WRITTEN INSTRUCTION >> Reproduce the records below word for word, without changing anything.

DATA FOR PROCESSING >>

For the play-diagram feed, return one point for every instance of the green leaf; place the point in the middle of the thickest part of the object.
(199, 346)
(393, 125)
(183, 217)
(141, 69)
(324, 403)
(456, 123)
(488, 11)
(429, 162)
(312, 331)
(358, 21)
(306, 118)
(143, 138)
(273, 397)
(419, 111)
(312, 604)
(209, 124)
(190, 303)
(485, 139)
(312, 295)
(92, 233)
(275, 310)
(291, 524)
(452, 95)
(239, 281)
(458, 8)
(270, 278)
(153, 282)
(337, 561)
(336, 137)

FINAL ANSWER >>
For the play-diagram feed, return one point for every instance of the green leaf; place the point in the middle of the thickest part of the object.
(199, 346)
(393, 125)
(183, 217)
(141, 69)
(324, 403)
(456, 123)
(488, 11)
(429, 162)
(312, 331)
(358, 21)
(306, 118)
(143, 138)
(273, 397)
(419, 111)
(312, 604)
(209, 124)
(190, 303)
(485, 139)
(312, 295)
(92, 233)
(275, 310)
(291, 524)
(452, 95)
(239, 281)
(458, 8)
(270, 278)
(153, 282)
(337, 561)
(336, 137)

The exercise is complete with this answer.